[begin SUPPLIED MATERIAL]
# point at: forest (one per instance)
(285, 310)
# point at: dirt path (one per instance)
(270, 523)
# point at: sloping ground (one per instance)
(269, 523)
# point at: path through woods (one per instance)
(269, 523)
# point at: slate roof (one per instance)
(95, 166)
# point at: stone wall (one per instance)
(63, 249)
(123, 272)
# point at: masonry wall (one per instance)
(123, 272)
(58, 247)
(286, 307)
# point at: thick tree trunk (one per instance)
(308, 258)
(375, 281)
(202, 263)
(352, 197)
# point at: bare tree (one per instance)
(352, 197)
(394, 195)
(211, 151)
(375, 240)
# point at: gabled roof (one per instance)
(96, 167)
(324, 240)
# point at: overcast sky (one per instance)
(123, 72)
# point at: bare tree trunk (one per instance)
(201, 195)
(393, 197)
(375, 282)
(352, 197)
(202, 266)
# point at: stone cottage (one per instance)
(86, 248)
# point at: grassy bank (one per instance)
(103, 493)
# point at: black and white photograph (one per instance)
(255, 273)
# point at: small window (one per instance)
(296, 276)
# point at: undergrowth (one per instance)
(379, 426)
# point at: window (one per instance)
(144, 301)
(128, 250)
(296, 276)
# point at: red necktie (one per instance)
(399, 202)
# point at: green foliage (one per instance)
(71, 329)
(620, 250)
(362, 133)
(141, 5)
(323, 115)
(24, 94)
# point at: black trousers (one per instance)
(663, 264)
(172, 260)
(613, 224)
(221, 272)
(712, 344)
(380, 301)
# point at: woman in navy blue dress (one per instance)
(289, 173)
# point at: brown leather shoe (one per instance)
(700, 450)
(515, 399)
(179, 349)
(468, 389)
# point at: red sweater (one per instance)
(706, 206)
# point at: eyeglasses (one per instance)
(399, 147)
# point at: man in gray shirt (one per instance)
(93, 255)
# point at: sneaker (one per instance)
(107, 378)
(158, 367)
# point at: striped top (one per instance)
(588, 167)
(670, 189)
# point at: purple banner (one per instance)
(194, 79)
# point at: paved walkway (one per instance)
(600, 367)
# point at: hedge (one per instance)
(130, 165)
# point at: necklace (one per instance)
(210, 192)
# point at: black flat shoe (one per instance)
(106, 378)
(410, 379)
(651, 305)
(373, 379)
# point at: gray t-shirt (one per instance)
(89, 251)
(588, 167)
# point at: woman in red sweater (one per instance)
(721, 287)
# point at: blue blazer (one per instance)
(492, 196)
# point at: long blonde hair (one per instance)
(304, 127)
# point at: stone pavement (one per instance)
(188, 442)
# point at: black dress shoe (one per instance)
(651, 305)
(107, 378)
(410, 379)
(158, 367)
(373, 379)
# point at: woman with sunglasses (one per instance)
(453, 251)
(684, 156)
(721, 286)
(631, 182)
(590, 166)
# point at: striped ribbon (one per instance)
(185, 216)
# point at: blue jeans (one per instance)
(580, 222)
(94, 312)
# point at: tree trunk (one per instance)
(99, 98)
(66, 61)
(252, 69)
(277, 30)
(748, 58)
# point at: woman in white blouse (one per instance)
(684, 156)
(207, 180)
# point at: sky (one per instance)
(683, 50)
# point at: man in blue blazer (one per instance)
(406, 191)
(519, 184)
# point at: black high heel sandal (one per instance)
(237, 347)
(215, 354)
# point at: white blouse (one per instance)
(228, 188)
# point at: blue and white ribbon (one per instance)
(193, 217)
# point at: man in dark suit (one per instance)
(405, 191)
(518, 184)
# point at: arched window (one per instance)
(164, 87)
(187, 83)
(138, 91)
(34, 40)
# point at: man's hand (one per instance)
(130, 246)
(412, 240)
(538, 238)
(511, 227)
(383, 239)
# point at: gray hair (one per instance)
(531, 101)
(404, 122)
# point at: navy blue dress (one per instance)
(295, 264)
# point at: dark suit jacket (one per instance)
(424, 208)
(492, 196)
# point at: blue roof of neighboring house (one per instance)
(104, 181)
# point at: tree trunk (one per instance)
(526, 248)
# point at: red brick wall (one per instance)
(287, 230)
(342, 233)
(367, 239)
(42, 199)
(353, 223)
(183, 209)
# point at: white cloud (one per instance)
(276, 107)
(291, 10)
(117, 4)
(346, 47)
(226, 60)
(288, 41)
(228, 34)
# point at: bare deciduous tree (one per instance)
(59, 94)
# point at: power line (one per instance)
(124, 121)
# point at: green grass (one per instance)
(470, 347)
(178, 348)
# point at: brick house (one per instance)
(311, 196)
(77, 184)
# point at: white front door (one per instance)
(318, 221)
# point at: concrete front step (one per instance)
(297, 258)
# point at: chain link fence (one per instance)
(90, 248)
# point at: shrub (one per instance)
[end SUPPLIED MATERIAL]
Reproduce only the lines running from the one that contains "# point at: blue jeans (one per instance)" to the last line of the records.

▶ [SOLUTION BELOW]:
# point at: blue jeans (one per instance)
(580, 222)
(94, 312)
# point at: tree trunk (one per instance)
(99, 98)
(66, 61)
(252, 69)
(277, 30)
(748, 58)
# point at: woman in white blouse (one per instance)
(684, 156)
(207, 180)
# point at: sky (one per instance)
(683, 50)
# point at: man in blue blazer (one per instance)
(406, 191)
(519, 184)
# point at: black high heel sandal (one per instance)
(237, 347)
(215, 354)
# point at: white blouse (one per instance)
(228, 188)
# point at: blue and white ribbon (one per instance)
(193, 217)
# point at: man in dark suit (one per instance)
(405, 191)
(518, 184)
# point at: arched window (one per instance)
(164, 87)
(187, 83)
(138, 91)
(34, 40)
# point at: man's hand (one per instance)
(130, 246)
(412, 240)
(538, 238)
(511, 227)
(383, 239)
# point at: gray hair (one per instance)
(531, 101)
(404, 122)
# point at: navy blue dress (one per instance)
(295, 264)
# point at: dark suit jacket (one per instance)
(424, 208)
(492, 196)
# point at: blue roof of neighboring house (one per instance)
(104, 181)
# point at: tree trunk (one per instance)
(526, 248)
# point at: red brick wall (one per instance)
(287, 230)
(342, 233)
(367, 239)
(42, 199)
(353, 223)
(183, 209)
# point at: white cloud (one per instance)
(276, 107)
(291, 10)
(117, 4)
(346, 47)
(226, 60)
(288, 41)
(228, 34)
# point at: bare deciduous tree (one per instance)
(59, 94)
# point at: power line (one per instance)
(124, 121)
# point at: green grass (one per instance)
(470, 347)
(178, 348)
# point at: brick house (one per instance)
(311, 196)
(77, 184)
# point at: white front door (one per instance)
(318, 221)
# point at: concrete front step (one per instance)
(297, 258)
# point at: chain link fence (one per instance)
(90, 248)
# point at: shrub (one per instance)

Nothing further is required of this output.